[Collected data]
===============
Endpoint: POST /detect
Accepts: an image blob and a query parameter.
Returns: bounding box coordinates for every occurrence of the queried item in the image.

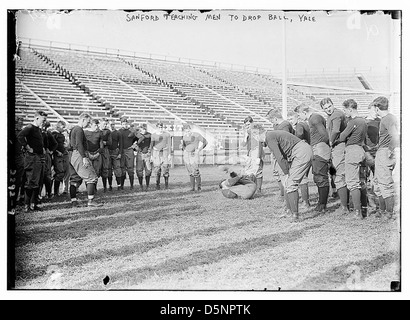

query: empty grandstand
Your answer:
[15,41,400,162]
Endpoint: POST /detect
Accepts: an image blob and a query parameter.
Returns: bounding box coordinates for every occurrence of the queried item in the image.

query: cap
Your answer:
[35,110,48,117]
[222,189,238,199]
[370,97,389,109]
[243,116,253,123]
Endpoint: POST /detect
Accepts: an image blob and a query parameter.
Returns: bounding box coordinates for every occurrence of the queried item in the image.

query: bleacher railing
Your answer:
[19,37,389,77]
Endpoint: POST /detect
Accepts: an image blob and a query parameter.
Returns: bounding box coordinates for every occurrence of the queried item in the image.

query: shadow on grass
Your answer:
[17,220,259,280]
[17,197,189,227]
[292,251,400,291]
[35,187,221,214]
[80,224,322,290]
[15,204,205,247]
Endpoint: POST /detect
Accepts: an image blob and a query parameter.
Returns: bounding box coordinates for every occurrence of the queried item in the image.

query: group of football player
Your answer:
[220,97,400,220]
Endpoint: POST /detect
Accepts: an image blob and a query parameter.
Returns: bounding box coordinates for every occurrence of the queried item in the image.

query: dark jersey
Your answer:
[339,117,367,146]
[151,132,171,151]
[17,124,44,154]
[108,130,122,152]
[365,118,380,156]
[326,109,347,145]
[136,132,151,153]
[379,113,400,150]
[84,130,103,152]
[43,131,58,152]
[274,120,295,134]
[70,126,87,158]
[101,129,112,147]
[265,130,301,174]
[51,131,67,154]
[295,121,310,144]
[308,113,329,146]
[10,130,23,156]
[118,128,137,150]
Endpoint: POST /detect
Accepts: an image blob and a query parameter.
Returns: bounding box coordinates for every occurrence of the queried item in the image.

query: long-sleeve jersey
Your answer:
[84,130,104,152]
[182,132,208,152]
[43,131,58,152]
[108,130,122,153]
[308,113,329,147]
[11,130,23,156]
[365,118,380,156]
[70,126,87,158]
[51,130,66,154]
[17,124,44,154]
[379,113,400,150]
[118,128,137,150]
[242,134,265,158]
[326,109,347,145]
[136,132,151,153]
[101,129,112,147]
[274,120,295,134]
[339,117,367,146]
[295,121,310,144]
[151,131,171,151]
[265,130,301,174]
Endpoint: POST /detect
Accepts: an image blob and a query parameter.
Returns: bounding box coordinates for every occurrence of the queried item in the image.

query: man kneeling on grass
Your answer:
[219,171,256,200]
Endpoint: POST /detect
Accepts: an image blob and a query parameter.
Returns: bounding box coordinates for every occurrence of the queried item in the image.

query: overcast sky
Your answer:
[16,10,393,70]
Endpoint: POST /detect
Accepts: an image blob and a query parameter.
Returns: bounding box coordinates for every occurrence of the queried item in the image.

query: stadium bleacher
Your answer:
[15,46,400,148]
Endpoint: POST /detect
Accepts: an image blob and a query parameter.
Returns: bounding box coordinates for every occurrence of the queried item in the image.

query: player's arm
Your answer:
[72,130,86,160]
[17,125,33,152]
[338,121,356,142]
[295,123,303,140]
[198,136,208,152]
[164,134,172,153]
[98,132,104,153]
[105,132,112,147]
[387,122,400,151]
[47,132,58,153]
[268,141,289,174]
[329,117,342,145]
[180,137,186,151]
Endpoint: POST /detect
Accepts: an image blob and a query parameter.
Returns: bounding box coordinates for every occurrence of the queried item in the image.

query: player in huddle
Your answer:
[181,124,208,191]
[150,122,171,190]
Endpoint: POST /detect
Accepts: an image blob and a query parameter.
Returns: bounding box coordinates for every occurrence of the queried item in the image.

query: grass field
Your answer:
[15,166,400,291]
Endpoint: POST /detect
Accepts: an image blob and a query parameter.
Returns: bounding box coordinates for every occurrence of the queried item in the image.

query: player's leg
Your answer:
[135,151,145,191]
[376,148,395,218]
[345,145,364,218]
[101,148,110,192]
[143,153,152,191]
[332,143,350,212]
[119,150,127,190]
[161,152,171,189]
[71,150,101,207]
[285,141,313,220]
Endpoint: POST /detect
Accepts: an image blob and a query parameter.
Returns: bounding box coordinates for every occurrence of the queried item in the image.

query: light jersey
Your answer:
===============
- _REQUIRED WORK_
Count the lines in the listing above that contain the string "player", treating uppercase and lowercase as different, and reply with the number alone.

- _SOLUTION_
4